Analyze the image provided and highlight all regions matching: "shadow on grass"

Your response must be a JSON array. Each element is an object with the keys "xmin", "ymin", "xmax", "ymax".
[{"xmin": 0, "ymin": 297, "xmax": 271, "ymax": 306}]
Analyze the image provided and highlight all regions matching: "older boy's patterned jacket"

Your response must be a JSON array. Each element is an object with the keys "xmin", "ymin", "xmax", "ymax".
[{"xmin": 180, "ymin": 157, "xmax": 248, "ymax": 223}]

━━━━━━

### Task instructions
Your task is to reproduce the records in full, without any alteration.

### Answer for this exercise
Analyze the image provided and highlight all regions matching: "shadow on grass"

Your response must be a JSON array. Each element is an object with the keys "xmin", "ymin", "xmax", "ymax".
[{"xmin": 0, "ymin": 297, "xmax": 271, "ymax": 306}]
Analyze the image provided and highlight all regions matching: "older boy's patterned jacket"

Your response must be a JSON array. Each element is an object with the keys "xmin", "ymin", "xmax", "ymax".
[{"xmin": 180, "ymin": 157, "xmax": 248, "ymax": 223}]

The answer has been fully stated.